Prompt: Provide an exact transcription of all the records.

Items listed in a dataset:
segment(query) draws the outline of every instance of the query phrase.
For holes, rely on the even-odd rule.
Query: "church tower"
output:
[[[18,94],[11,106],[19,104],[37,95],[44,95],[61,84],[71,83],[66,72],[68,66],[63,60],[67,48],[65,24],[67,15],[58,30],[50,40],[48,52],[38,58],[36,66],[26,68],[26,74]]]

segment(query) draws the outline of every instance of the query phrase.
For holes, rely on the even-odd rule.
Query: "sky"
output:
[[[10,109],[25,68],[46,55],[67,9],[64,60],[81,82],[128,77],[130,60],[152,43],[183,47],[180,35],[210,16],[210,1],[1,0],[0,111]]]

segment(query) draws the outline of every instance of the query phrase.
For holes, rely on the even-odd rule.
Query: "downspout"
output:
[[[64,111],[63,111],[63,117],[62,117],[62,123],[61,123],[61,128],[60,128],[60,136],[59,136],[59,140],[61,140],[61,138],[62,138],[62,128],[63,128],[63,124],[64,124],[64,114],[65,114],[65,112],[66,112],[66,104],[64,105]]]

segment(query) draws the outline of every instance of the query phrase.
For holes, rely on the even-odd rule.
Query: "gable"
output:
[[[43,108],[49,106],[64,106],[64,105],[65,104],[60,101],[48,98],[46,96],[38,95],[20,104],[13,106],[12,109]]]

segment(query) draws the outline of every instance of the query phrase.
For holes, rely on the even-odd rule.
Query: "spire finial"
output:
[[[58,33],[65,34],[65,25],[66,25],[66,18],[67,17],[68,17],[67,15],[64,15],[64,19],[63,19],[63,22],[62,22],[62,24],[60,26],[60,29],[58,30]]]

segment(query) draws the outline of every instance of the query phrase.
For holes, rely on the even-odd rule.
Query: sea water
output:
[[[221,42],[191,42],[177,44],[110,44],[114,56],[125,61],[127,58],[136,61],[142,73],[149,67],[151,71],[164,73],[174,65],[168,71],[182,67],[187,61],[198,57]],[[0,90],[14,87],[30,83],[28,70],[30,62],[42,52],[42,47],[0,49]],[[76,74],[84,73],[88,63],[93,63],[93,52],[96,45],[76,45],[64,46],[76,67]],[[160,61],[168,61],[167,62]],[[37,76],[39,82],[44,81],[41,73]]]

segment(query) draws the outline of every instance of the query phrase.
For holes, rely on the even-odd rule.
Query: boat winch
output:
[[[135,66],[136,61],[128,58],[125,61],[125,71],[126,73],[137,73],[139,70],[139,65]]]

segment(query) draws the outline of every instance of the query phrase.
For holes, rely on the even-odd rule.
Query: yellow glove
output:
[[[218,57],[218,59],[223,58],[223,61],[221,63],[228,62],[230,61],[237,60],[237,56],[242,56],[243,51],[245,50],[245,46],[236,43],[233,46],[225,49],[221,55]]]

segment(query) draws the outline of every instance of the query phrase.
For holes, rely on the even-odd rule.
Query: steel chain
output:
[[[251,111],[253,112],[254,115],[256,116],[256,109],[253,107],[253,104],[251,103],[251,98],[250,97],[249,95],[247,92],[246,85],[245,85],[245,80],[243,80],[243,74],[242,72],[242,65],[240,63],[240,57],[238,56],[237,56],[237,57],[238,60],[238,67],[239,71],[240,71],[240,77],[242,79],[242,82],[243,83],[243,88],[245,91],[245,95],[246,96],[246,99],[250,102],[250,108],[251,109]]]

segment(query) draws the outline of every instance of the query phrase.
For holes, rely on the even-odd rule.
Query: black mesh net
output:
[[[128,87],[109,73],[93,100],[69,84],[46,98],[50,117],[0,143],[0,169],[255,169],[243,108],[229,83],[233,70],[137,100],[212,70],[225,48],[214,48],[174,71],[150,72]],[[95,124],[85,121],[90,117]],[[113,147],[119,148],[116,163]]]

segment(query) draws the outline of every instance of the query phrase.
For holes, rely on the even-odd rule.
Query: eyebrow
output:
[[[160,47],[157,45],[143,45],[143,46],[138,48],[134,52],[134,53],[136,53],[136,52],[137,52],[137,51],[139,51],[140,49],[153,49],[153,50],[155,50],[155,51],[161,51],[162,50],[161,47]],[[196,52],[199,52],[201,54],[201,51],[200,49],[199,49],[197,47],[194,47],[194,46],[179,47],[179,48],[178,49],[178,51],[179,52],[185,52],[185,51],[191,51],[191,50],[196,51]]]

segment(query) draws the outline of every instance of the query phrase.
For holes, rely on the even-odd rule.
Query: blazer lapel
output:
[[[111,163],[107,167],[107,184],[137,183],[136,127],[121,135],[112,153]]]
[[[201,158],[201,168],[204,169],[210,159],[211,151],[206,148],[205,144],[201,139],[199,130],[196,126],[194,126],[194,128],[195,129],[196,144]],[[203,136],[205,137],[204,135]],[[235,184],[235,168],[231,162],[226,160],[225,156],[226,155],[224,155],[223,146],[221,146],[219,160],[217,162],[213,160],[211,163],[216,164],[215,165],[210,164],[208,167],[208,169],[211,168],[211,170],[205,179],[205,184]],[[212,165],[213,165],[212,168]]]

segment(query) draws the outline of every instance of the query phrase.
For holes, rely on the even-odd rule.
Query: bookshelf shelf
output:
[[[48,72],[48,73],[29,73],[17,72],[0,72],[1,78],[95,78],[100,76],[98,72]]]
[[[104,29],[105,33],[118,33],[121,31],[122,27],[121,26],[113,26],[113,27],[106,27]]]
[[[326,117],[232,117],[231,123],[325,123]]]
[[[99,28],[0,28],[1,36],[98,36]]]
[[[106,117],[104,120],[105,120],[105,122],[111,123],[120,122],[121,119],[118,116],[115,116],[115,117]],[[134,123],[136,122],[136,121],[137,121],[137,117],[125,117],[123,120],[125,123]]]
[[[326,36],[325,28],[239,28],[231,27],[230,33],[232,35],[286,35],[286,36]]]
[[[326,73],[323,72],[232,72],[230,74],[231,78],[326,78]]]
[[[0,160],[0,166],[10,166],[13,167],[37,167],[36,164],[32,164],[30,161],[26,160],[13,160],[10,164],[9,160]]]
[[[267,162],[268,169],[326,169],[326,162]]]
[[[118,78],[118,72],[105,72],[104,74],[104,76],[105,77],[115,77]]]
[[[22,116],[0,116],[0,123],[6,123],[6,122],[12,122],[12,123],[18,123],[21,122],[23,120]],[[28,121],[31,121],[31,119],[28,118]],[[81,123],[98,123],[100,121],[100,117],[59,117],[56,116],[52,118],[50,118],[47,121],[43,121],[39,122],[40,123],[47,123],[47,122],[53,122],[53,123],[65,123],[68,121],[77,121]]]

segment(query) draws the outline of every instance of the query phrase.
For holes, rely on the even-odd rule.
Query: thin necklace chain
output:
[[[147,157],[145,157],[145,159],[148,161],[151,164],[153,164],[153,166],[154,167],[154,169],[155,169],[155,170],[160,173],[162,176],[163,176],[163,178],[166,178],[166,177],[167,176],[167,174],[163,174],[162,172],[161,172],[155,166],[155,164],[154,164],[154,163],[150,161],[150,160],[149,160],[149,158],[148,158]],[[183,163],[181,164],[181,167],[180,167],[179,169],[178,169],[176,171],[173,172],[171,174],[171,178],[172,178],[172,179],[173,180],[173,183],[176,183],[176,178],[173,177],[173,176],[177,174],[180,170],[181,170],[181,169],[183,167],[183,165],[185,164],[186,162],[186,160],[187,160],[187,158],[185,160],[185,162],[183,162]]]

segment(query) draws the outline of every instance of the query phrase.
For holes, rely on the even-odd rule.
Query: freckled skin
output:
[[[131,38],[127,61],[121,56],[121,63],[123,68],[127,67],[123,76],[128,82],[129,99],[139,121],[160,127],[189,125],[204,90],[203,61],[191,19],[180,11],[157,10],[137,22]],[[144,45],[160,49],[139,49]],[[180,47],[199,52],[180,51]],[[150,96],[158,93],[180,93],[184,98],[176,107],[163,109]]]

Solution to this exercise:
segment(query) draws the outline of every instance of the query phrase.
For holes, rely on the even-odd rule.
Query: "church tower"
output:
[[[18,94],[11,106],[19,104],[37,95],[44,95],[61,84],[71,83],[66,72],[68,66],[63,60],[67,48],[65,24],[67,15],[58,30],[50,40],[48,52],[38,58],[36,66],[26,68],[26,74]]]

segment(query) draws the outline of every instance of the query phrase.
For holes, rely on the even-odd rule.
Query: "sky"
output:
[[[10,109],[25,68],[46,55],[67,9],[64,60],[81,82],[128,77],[130,60],[152,43],[183,47],[180,35],[210,16],[210,1],[1,0],[0,111]]]

segment(query) draws the outline of every instance of the query phrase.
For holes, rely on the even-odd rule.
Query: "downspout"
output:
[[[64,111],[63,111],[63,117],[62,117],[62,123],[61,123],[61,128],[60,128],[60,136],[59,136],[59,140],[61,140],[61,138],[62,138],[62,128],[63,128],[63,124],[64,124],[64,114],[65,114],[65,112],[66,112],[66,104],[64,105]]]

segment(query) draws the outline of every instance of the query phrase.
For holes, rely on the even-odd rule.
Query: "gable"
output:
[[[43,108],[49,106],[64,106],[64,105],[65,104],[60,101],[48,98],[46,96],[38,95],[20,104],[13,106],[12,109]]]

segment(query) draws the outline of every instance of the query phrase.
For holes, rely on the even-odd rule.
Query: "spire finial"
output:
[[[58,33],[65,34],[65,25],[66,25],[66,18],[67,17],[68,17],[67,15],[64,15],[64,19],[63,19],[63,22],[62,22],[62,24],[60,26],[60,29],[58,30]]]

segment(query) draws the outline of every instance of the query phrase.
For holes, rely on the even-odd rule.
Query: sea water
output:
[[[221,42],[191,42],[177,44],[110,44],[114,56],[125,61],[127,58],[136,61],[142,73],[149,67],[151,71],[164,73],[174,65],[168,71],[182,67],[187,61],[198,57]],[[0,90],[14,87],[30,83],[28,70],[30,62],[42,52],[42,47],[0,49]],[[76,74],[84,73],[88,63],[93,63],[93,52],[96,45],[76,45],[64,46],[76,67]],[[160,61],[168,61],[167,62]],[[37,76],[39,82],[44,81],[41,73]]]

segment(query) draws the outline of every instance of the query phrase.
For holes, rely on the even-odd rule.
Query: boat winch
output:
[[[135,66],[136,61],[128,58],[125,61],[125,71],[126,73],[137,73],[139,70],[139,65]]]

segment(query) draws the outline of every instance of the query phrase.
For holes, rely on the even-odd rule.
Query: yellow glove
output:
[[[218,57],[218,59],[223,58],[223,61],[221,63],[228,62],[230,61],[237,60],[237,56],[242,56],[243,51],[245,50],[245,46],[236,43],[233,46],[225,49],[221,55]]]

segment(query) draws the outline of every instance of the query phrase.
For holes, rely on the even-odd rule.
Query: steel chain
output:
[[[251,111],[253,112],[254,115],[256,116],[256,109],[253,107],[253,104],[251,103],[251,98],[250,97],[249,95],[247,92],[246,85],[245,85],[245,80],[243,80],[243,74],[242,72],[242,65],[240,63],[240,57],[238,56],[237,56],[237,57],[238,60],[238,67],[239,71],[240,71],[240,77],[242,79],[242,82],[243,83],[243,88],[245,91],[245,95],[246,96],[246,99],[250,102],[250,108],[251,109]]]

segment(query) draws the outline of every instance of the query phrase.
For holes, rely on the even-odd rule.
Query: black mesh net
output:
[[[128,87],[109,73],[93,100],[69,84],[46,98],[50,117],[0,143],[0,169],[255,169],[243,108],[229,83],[233,70],[137,100],[212,70],[225,48],[214,48],[174,71],[150,72]],[[95,124],[85,121],[90,117]],[[113,147],[119,148],[116,163]]]

segment(query) draws the outline of every instance of the query phrase.
For holes, rely on the even-odd rule.
Query: eyebrow
output:
[[[160,47],[157,45],[143,45],[143,46],[138,48],[134,52],[134,53],[136,53],[136,52],[137,52],[137,51],[139,51],[140,49],[153,49],[153,50],[155,50],[155,51],[161,51],[162,50],[161,47]],[[196,52],[199,52],[201,54],[201,51],[200,49],[199,49],[197,47],[194,47],[194,46],[179,47],[179,48],[178,49],[178,51],[179,52],[185,52],[185,51],[191,51],[191,50],[196,51]]]

segment(query) draws the outline of every instance of the query phrase.
For holes, rely on the even-odd rule.
Query: blazer lapel
output:
[[[111,163],[107,167],[107,184],[137,183],[136,127],[121,135],[112,153]]]
[[[201,158],[201,168],[204,169],[210,159],[211,151],[206,148],[205,144],[201,139],[199,130],[196,126],[194,126],[194,128],[195,129],[196,144]],[[203,136],[205,137],[204,135]],[[235,184],[235,168],[231,162],[226,160],[225,156],[226,155],[224,155],[223,146],[221,146],[219,160],[217,162],[213,160],[211,163],[216,164],[215,165],[210,164],[208,167],[208,169],[211,168],[211,170],[205,179],[205,184]],[[212,165],[213,165],[212,168]]]

segment(query) draws the outline of every instance of the query phrase.
For holes, rely on the even-odd rule.
Query: bookshelf shelf
output:
[[[48,72],[48,73],[29,73],[17,72],[0,72],[1,78],[95,78],[100,76],[98,72]]]
[[[104,29],[105,33],[118,33],[121,31],[122,27],[121,26],[113,26],[113,27],[106,27]]]
[[[326,117],[232,117],[231,123],[325,123]]]
[[[99,28],[0,28],[1,36],[98,36]]]
[[[106,117],[104,120],[105,120],[105,122],[111,123],[120,122],[121,119],[118,116],[115,116],[115,117]],[[134,123],[136,122],[136,121],[137,121],[137,117],[125,117],[123,120],[125,123]]]
[[[326,36],[325,28],[239,28],[231,27],[230,33],[232,35],[286,35],[286,36]]]
[[[326,73],[323,72],[232,72],[230,74],[231,78],[326,78]]]
[[[0,160],[0,166],[10,166],[13,167],[37,167],[36,164],[32,164],[30,161],[26,160],[13,160],[10,164],[9,160]]]
[[[267,162],[268,169],[326,169],[326,162]]]
[[[118,78],[118,72],[105,72],[104,74],[104,76],[105,77],[115,77]]]
[[[22,116],[0,116],[0,123],[6,123],[6,122],[12,122],[12,123],[18,123],[21,122],[23,120]],[[28,121],[31,121],[31,119],[28,118]],[[81,123],[98,123],[100,121],[100,117],[59,117],[56,116],[52,118],[50,118],[47,121],[43,121],[39,122],[40,123],[47,123],[47,122],[53,122],[53,123],[65,123],[68,121],[77,121]]]

segment(query) draws the outline of every instance of the query phrase.
For holes, rely on the even-odd rule.
Query: thin necklace chain
output:
[[[147,157],[145,157],[145,159],[148,161],[151,164],[153,164],[153,166],[154,167],[154,169],[155,169],[155,170],[160,173],[162,176],[163,176],[163,178],[166,178],[166,177],[167,176],[167,174],[163,174],[162,172],[161,172],[155,166],[155,164],[154,164],[154,163],[150,161],[150,160],[149,160],[149,158],[148,158]],[[183,163],[181,164],[181,167],[180,167],[179,169],[178,169],[176,171],[173,172],[171,174],[171,178],[172,178],[172,179],[173,180],[173,183],[176,183],[176,178],[173,177],[173,176],[177,174],[180,170],[181,170],[181,169],[183,167],[183,165],[185,164],[186,162],[186,160],[187,160],[187,158],[185,160],[185,162],[183,162]]]

segment(query) draws the outline of every instance of the query phrase.
For holes, rely on the even-odd rule.
Query: freckled skin
output:
[[[131,38],[127,61],[121,56],[121,63],[123,68],[127,67],[123,76],[128,82],[129,99],[139,121],[160,127],[189,125],[204,90],[203,61],[191,19],[180,11],[157,10],[137,22]],[[144,45],[160,49],[139,49]],[[180,47],[199,52],[180,51]],[[150,96],[158,93],[180,93],[184,98],[176,107],[163,109]]]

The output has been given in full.